# WHAT IS BEING ASKED
Arrange all of the data below as a numbered list, leaving out any blank lines.

Entries drawn from a collection:

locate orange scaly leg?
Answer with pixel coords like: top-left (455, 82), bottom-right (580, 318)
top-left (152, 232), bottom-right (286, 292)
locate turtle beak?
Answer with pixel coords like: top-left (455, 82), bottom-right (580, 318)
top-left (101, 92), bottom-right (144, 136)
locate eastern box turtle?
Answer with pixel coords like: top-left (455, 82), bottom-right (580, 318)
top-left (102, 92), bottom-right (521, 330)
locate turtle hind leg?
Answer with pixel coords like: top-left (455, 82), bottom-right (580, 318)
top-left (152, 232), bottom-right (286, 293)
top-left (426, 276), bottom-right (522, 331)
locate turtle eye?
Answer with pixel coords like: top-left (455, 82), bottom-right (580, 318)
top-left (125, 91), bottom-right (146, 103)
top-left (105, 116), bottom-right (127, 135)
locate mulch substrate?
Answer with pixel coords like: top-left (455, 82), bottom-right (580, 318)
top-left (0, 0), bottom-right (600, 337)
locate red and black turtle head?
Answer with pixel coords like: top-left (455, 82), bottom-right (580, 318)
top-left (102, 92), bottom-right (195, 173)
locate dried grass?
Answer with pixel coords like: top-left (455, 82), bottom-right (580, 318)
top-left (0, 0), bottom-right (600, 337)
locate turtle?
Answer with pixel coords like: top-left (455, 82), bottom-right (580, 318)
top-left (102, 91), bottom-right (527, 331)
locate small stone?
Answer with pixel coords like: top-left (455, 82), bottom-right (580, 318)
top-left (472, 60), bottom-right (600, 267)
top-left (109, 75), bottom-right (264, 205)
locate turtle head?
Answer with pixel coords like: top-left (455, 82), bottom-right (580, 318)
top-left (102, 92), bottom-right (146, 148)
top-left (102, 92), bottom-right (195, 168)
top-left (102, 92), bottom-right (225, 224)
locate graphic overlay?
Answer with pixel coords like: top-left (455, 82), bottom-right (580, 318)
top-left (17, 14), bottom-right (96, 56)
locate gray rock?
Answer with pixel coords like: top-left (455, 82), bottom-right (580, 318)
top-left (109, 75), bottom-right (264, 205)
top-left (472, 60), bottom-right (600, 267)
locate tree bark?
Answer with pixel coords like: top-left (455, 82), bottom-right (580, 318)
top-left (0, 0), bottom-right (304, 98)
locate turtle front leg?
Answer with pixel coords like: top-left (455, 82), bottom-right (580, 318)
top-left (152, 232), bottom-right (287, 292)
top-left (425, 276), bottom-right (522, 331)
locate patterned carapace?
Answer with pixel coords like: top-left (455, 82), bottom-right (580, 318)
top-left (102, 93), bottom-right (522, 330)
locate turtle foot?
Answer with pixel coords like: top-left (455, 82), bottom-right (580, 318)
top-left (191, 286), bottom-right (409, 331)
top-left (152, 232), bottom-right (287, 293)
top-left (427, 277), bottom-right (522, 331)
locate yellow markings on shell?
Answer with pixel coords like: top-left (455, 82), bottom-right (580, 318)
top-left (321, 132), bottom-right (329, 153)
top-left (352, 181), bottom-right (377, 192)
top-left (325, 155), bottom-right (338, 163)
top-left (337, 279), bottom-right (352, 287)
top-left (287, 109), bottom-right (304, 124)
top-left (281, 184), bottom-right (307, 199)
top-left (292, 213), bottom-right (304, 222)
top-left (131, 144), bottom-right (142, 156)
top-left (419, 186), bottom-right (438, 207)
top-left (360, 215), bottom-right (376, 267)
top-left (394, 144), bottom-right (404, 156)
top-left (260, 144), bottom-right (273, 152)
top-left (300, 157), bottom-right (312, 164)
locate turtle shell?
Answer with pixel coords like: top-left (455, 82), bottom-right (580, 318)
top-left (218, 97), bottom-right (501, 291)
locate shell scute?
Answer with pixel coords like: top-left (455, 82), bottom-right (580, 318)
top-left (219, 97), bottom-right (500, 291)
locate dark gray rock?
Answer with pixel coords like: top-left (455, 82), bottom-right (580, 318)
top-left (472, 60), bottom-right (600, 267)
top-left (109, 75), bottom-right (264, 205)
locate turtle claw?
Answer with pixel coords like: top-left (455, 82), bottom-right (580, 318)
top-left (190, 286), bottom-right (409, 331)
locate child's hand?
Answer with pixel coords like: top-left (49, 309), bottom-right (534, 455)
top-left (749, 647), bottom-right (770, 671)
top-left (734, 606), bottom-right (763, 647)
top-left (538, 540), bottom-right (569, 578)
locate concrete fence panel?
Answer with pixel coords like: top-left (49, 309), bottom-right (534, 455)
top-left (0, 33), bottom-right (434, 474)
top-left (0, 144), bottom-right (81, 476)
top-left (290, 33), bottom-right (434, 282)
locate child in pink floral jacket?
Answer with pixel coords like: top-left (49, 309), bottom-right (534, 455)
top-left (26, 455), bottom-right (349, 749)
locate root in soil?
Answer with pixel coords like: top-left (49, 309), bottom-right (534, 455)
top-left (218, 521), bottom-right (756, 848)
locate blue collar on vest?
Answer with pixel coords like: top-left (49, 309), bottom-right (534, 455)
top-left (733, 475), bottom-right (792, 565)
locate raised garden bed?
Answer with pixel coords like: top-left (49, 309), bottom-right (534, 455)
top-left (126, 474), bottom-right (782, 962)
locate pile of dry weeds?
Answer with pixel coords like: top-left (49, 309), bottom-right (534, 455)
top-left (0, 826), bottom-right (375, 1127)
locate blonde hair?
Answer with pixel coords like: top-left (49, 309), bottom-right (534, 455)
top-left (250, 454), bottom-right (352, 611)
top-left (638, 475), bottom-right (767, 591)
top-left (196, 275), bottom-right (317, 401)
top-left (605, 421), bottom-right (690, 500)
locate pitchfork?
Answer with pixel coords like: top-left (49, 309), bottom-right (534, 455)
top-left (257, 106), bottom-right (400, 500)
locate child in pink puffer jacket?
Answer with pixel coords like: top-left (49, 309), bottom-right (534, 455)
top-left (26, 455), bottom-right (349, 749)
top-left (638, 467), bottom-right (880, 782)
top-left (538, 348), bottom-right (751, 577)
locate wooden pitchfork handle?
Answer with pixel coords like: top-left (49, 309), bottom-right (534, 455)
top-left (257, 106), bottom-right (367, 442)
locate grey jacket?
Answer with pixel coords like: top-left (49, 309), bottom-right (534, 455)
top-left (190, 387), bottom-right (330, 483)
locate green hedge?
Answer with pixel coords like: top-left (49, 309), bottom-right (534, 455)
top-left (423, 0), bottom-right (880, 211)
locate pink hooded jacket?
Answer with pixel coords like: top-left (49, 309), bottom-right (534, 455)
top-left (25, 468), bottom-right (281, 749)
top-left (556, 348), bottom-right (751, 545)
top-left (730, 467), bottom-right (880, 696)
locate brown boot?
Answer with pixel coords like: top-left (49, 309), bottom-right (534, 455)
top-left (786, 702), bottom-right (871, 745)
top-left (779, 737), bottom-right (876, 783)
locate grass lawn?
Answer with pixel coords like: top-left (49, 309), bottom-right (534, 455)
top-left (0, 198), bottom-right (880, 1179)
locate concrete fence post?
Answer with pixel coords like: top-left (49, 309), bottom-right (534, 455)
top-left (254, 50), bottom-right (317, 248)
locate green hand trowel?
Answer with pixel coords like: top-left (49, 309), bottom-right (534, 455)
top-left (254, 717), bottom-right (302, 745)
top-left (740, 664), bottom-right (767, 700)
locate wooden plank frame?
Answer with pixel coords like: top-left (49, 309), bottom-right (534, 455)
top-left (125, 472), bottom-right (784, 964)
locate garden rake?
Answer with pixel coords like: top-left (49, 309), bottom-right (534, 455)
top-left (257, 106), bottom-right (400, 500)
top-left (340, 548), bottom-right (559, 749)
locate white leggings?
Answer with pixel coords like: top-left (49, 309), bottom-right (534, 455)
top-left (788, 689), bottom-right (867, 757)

# SOLVED EXERCISE
1. locate orange scaly leg?
2. Answer with pixel coords like: top-left (455, 82), bottom-right (580, 318)
3. top-left (152, 232), bottom-right (286, 292)
4. locate turtle beak?
5. Answer with pixel coords like: top-left (455, 82), bottom-right (580, 318)
6. top-left (101, 92), bottom-right (144, 136)
7. locate eastern box turtle?
8. Answer with pixel coords like: top-left (455, 82), bottom-right (580, 318)
9. top-left (102, 92), bottom-right (521, 330)
10. locate turtle hind leg?
11. Answer with pixel coords like: top-left (455, 82), bottom-right (580, 318)
12. top-left (152, 232), bottom-right (286, 293)
13. top-left (426, 276), bottom-right (522, 331)
14. locate turtle eye?
15. Answer with pixel coords like: top-left (455, 82), bottom-right (580, 318)
16. top-left (125, 91), bottom-right (146, 103)
17. top-left (105, 116), bottom-right (127, 135)
18. locate mulch substrate?
19. Answer with pixel coords like: top-left (455, 82), bottom-right (580, 318)
20. top-left (0, 0), bottom-right (600, 337)
21. locate red and black turtle head?
22. Answer with pixel coords like: top-left (455, 82), bottom-right (580, 318)
23. top-left (102, 92), bottom-right (195, 173)
24. locate dried grass?
25. Answer with pixel coords like: top-left (455, 82), bottom-right (580, 318)
26. top-left (0, 0), bottom-right (600, 337)
27. locate turtle?
28. Answer with pixel coords like: top-left (455, 82), bottom-right (580, 318)
29. top-left (102, 91), bottom-right (527, 331)
30. locate small stone?
31. Answer with pixel coords like: top-left (455, 82), bottom-right (580, 318)
32. top-left (472, 60), bottom-right (600, 267)
33. top-left (109, 75), bottom-right (264, 205)
34. locate turtle head?
35. Answer with pixel coords like: top-left (455, 82), bottom-right (580, 318)
36. top-left (102, 92), bottom-right (146, 148)
37. top-left (102, 92), bottom-right (195, 168)
38. top-left (102, 92), bottom-right (225, 224)
39. locate graphic overlay?
40. Answer with pixel coords like: top-left (455, 82), bottom-right (580, 318)
41. top-left (17, 14), bottom-right (96, 56)
42. locate gray rock?
43. Answer with pixel coords like: top-left (455, 82), bottom-right (580, 318)
44. top-left (109, 75), bottom-right (264, 205)
45. top-left (472, 60), bottom-right (600, 267)
46. locate tree bark?
47. Answer with pixel coords like: top-left (455, 82), bottom-right (580, 318)
48. top-left (0, 0), bottom-right (304, 98)
49. locate turtle front leg?
50. Answer with pixel coords like: top-left (455, 82), bottom-right (580, 318)
51. top-left (152, 232), bottom-right (287, 292)
52. top-left (425, 276), bottom-right (522, 331)
53. locate patterned carapace?
54. Answer with pixel coords like: top-left (455, 82), bottom-right (580, 318)
55. top-left (102, 93), bottom-right (522, 330)
56. locate turtle foot?
57. Answer with pixel coords like: top-left (455, 82), bottom-right (580, 318)
58. top-left (191, 286), bottom-right (409, 331)
59. top-left (152, 232), bottom-right (287, 293)
60. top-left (427, 277), bottom-right (522, 331)
61. locate yellow markings on shell?
62. Answer with pixel coords like: top-left (455, 82), bottom-right (580, 318)
63. top-left (321, 132), bottom-right (329, 153)
64. top-left (352, 181), bottom-right (377, 192)
65. top-left (325, 155), bottom-right (338, 163)
66. top-left (337, 279), bottom-right (352, 287)
67. top-left (287, 109), bottom-right (304, 124)
68. top-left (281, 184), bottom-right (307, 199)
69. top-left (292, 213), bottom-right (304, 222)
70. top-left (131, 144), bottom-right (142, 156)
71. top-left (419, 186), bottom-right (438, 207)
72. top-left (360, 215), bottom-right (376, 267)
73. top-left (394, 144), bottom-right (404, 156)
74. top-left (260, 144), bottom-right (273, 152)
75. top-left (300, 157), bottom-right (312, 164)
76. locate turtle shell?
77. Answer with pixel coords like: top-left (455, 82), bottom-right (580, 318)
78. top-left (218, 97), bottom-right (501, 291)
79. locate shell scute?
80. Answer with pixel coords like: top-left (455, 82), bottom-right (580, 318)
81. top-left (219, 97), bottom-right (500, 291)
82. locate dark gray rock?
83. Answer with pixel coords like: top-left (455, 82), bottom-right (580, 318)
84. top-left (472, 60), bottom-right (600, 267)
85. top-left (109, 75), bottom-right (264, 205)
86. locate turtle claw?
87. Answer with pixel coords like: top-left (455, 82), bottom-right (580, 318)
88. top-left (190, 286), bottom-right (409, 331)
89. locate child's hand?
90. Answer with pixel coords like: top-left (49, 309), bottom-right (534, 455)
91. top-left (749, 647), bottom-right (770, 671)
92. top-left (734, 606), bottom-right (763, 647)
93. top-left (538, 540), bottom-right (569, 578)
94. locate concrete fence panel?
95. Answer with pixel coords like: top-left (49, 309), bottom-right (534, 455)
96. top-left (0, 33), bottom-right (434, 474)
97. top-left (0, 144), bottom-right (81, 476)
98. top-left (290, 33), bottom-right (434, 282)
99. locate child in pink floral jacket?
100. Answer with pixel coords like: top-left (49, 309), bottom-right (534, 455)
101. top-left (26, 455), bottom-right (349, 749)
102. locate root in soil?
103. Answer with pixel coords like: top-left (49, 309), bottom-right (534, 455)
104. top-left (218, 521), bottom-right (756, 848)
105. locate blue collar on vest?
106. Answer with pixel coords like: top-left (49, 309), bottom-right (534, 455)
107. top-left (733, 475), bottom-right (792, 565)
108. locate raised garden bed?
109. Answer with pixel coords like: top-left (49, 309), bottom-right (534, 455)
110. top-left (126, 474), bottom-right (782, 962)
111. locate pile of dry weeds?
112. Answer with pixel coords like: top-left (49, 309), bottom-right (534, 455)
113. top-left (0, 826), bottom-right (375, 1127)
114. locate blonde hair?
115. Answer with pixel coords like: top-left (49, 309), bottom-right (534, 455)
116. top-left (250, 454), bottom-right (352, 611)
117. top-left (638, 475), bottom-right (767, 591)
118. top-left (196, 275), bottom-right (317, 401)
119. top-left (605, 421), bottom-right (690, 500)
120. locate pitchfork?
121. Answer with pixel coords like: top-left (49, 309), bottom-right (534, 455)
122. top-left (257, 106), bottom-right (400, 500)
123. locate child in pink puffer jacket?
124. Answer with pixel coords like: top-left (49, 309), bottom-right (534, 455)
125. top-left (26, 455), bottom-right (349, 749)
126. top-left (638, 467), bottom-right (880, 782)
127. top-left (538, 348), bottom-right (751, 577)
128. locate wooden pitchfork handle?
129. Answer with pixel coords like: top-left (49, 309), bottom-right (534, 455)
130. top-left (257, 106), bottom-right (367, 442)
131. locate grey jacket?
132. Answer with pixel coords like: top-left (49, 309), bottom-right (534, 455)
133. top-left (190, 387), bottom-right (330, 483)
134. locate green hedge?
135. Answer with pixel coords like: top-left (49, 309), bottom-right (534, 455)
136. top-left (423, 0), bottom-right (880, 211)
137. locate pink hooded jacket?
138. Answer with pixel coords like: top-left (49, 309), bottom-right (534, 455)
139. top-left (25, 468), bottom-right (281, 749)
140. top-left (556, 348), bottom-right (751, 545)
141. top-left (730, 467), bottom-right (880, 696)
142. locate brown boot?
143. Answer with pixel coords like: top-left (49, 309), bottom-right (534, 455)
144. top-left (786, 702), bottom-right (871, 745)
145. top-left (779, 737), bottom-right (876, 783)
146. locate grass lawn?
147. Answer with pixel coords like: top-left (49, 309), bottom-right (534, 455)
148. top-left (0, 198), bottom-right (880, 1179)
149. locate concrete fence post?
150. Answer with pixel coords like: top-left (49, 309), bottom-right (534, 455)
151. top-left (254, 50), bottom-right (317, 248)
152. locate green hand trowel?
153. Answer with pixel coords like: top-left (49, 309), bottom-right (534, 455)
154. top-left (254, 717), bottom-right (302, 745)
155. top-left (740, 664), bottom-right (767, 700)
156. locate wooden plank frame?
157. Answer with pixel coords like: top-left (49, 309), bottom-right (534, 455)
158. top-left (125, 472), bottom-right (784, 964)
159. locate garden rake?
160. Answer with pixel coords like: top-left (49, 309), bottom-right (534, 455)
161. top-left (257, 106), bottom-right (400, 500)
162. top-left (340, 548), bottom-right (559, 749)
163. locate white leggings?
164. Answer with pixel coords like: top-left (49, 309), bottom-right (534, 455)
165. top-left (788, 689), bottom-right (867, 757)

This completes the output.